TEXT SEGMENT
-- start --

Research object recognition

reinzor commented 7 years ago

(issue edited by @LoyVanBeek) Our performance at RoboCup in japan was .... The feeling is we do OK when testing but not during actual challenges. Before we start making wild guesses, we need to check out current performance and be able to compare performance.

There are several tracks to work on:

Other implementations

[x] Study TDP and create an overview of the methods used by other teams :point_right: Overview
[x] ~(#508) Search the web for state of the art detection algorithms~
[x] What cloud based object recognition services do exist and how do they perform? Custom labels possible? :point_right: https://github.com/tue-robotics/tue_robocup/issues/395#issuecomment-341902436
[x] ~(#503) Try the detect net example from NVidia dusty page~
[x] Investigate if it's feasible to train your own detectnet wich such a small dataset, retraining? :point_right: https://github.com/tue-robotics/tue_robocup/issues/395#issuecomment-341906630
[x] (#505) A difficulty with EDs segmentation from depth is that it doesn't work on translucent objects. How can we improve that? There was a RoboCup team that could detect translucent objects some time ago.

Improvements on current implementation (i.e. inception_v3 retrained on RoboCup data)

[x] (#502) Automatically augment training data with noise, occlusions, warps, shears etc. There is a way to do this, but how to activate it? (Also see http://tflearn.org/data_augmentation/)
[x] ~Investigate deployment Jetsons using tensorrt.~ Conclusion: runs fine as it is.
[x] (#509)Measure influence of a margin around the ED-based segmentation. Conclusion: current margin is about the optimum.
[x] ~(#504)High effort: Refactor ED segmentation to separate ROS service. Allows to plug in different segmenters. RGB(D?) image in --> masked image out~
[ ] (#521) determine optimal parameters for training: batch size and steps

(Tools to) measure object recognition performance

[x] Create easy way to measure accuracy over a test_validation set on certain training data :point_right: https://github.com/tue-robotics/image_recognition/pull/30

Measure object recognition performance

[x] Get lots of images via "amigo, inspect the cabinet/bookcase/dinnertable" and put those in MEGA (#507)
[x] (#510) Compare the accuracy of a classifier when trained on N classes. Does the accuracy diminish with increasing N classes and how much? Conclusion: Reduce number of classes. So remove classes, which can't be detected. (Maybe also the classes that are always classified wrong/always have a too low probability.)

-- end --

SUPPLIED INFORMATION
-- start --

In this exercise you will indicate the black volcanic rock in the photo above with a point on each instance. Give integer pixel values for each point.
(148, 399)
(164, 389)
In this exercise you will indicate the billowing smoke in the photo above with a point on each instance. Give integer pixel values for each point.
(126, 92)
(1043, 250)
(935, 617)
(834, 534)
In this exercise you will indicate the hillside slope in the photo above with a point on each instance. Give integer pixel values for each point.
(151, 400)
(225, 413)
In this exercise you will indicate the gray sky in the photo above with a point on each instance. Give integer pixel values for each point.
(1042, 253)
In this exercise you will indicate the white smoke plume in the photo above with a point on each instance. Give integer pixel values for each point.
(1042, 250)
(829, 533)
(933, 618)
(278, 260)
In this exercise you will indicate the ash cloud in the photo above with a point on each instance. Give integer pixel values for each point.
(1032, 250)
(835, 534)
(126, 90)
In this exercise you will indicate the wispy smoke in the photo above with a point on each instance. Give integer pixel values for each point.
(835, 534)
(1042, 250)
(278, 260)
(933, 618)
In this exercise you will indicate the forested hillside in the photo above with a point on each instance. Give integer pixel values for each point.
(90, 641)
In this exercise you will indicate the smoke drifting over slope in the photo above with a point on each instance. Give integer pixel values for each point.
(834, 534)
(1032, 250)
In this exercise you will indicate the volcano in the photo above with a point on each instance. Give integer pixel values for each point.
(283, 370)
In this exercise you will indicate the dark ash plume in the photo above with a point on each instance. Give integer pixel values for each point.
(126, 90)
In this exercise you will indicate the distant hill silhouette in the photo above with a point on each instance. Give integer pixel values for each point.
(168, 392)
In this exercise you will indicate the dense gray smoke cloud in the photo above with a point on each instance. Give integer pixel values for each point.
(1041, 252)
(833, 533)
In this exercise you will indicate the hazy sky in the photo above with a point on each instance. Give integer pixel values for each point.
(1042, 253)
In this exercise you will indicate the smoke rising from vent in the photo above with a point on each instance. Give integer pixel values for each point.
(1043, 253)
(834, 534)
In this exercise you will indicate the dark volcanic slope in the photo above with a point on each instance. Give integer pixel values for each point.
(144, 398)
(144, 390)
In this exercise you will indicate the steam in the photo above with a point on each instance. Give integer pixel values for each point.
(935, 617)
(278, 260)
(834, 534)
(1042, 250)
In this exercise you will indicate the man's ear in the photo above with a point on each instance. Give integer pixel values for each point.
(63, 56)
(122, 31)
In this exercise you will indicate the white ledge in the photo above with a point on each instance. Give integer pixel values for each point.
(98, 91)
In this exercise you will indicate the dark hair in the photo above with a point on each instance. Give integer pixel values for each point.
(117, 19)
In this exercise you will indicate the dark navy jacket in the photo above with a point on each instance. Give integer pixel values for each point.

-- end --

WRITTEN EXERCISE 1
Say whether each statement agrees with the object recognition thread. Answer yes or no and quote the deciding words.
(a) Running on the Jetsons was judged to work fine without changes.
(b) The current margin around the ED-based segmentation was found to be too small.
(c) The segmentation from depth fails on translucent objects.
WRITTEN EXERCISE 2
Write out the part of the object recognition thread starting with "(Tools to) measure" and going on through "in MEGA (#507)", word for word.

WORKED ANSWER 1
(a) Yes: "Conclusion: runs fine as it is."
(b) No: "Conclusion: current margin is about the optimum."
(c) Yes: "it doesn't work on translucent objects"

WORKED ANSWER 2
(Tools to) measure object recognition performance

[x] Create easy way to measure accuracy over a test_validation set on certain training data :point_right: https://github.com/tue-robotics/image_recognition/pull/30

Measure object recognition performance

[x] Get lots of images via "amigo, inspect the cabinet/bookcase/dinnertable" and put those in MEGA (#507)